[Collected data entries]
====
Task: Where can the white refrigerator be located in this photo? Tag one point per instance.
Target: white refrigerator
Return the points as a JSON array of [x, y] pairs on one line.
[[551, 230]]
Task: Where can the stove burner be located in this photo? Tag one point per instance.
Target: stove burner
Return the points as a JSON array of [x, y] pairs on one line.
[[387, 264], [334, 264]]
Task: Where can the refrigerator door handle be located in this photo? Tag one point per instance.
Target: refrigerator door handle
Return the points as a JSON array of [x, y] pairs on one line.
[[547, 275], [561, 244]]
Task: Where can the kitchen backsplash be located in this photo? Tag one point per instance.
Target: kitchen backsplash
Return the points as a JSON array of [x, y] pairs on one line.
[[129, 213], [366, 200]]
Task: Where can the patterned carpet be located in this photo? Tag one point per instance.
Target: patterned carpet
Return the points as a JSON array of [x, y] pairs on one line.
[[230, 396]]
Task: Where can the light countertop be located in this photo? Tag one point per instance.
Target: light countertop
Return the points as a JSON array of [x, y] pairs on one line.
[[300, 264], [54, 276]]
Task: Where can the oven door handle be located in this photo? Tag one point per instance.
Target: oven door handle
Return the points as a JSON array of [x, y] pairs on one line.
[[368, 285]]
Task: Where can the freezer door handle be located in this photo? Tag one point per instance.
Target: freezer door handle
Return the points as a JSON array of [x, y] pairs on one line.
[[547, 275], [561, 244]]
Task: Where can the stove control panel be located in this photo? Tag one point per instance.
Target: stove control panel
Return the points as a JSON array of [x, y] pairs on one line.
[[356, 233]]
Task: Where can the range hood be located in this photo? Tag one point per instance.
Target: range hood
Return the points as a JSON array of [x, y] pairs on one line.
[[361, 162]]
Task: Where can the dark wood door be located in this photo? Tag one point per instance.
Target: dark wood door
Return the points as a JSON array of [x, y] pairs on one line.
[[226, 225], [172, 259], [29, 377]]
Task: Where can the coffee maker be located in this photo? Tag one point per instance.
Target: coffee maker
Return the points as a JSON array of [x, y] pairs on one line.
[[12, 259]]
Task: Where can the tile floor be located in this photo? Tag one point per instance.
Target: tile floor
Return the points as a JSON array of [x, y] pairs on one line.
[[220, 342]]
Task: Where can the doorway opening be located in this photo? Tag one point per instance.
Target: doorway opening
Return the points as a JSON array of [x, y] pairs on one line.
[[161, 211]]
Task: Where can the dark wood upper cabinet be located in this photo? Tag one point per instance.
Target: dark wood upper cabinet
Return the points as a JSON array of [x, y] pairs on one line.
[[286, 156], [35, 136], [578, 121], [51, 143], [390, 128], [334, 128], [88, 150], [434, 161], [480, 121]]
====
◆ EXERCISE: Return precisely the lines of the records, starting with the line that holds "Task: Where can the dark wood upper" and ending with the last one.

◆ TASK SOLUTION:
Task: Where can the dark wood upper cabinet be located in this photo? Tag one point per instance.
Target: dark wood upper cabinet
Return the points as a JSON array of [x, y] pairs on one line.
[[286, 156], [35, 136], [578, 121], [51, 143], [390, 128], [334, 128], [88, 150], [434, 161], [480, 121]]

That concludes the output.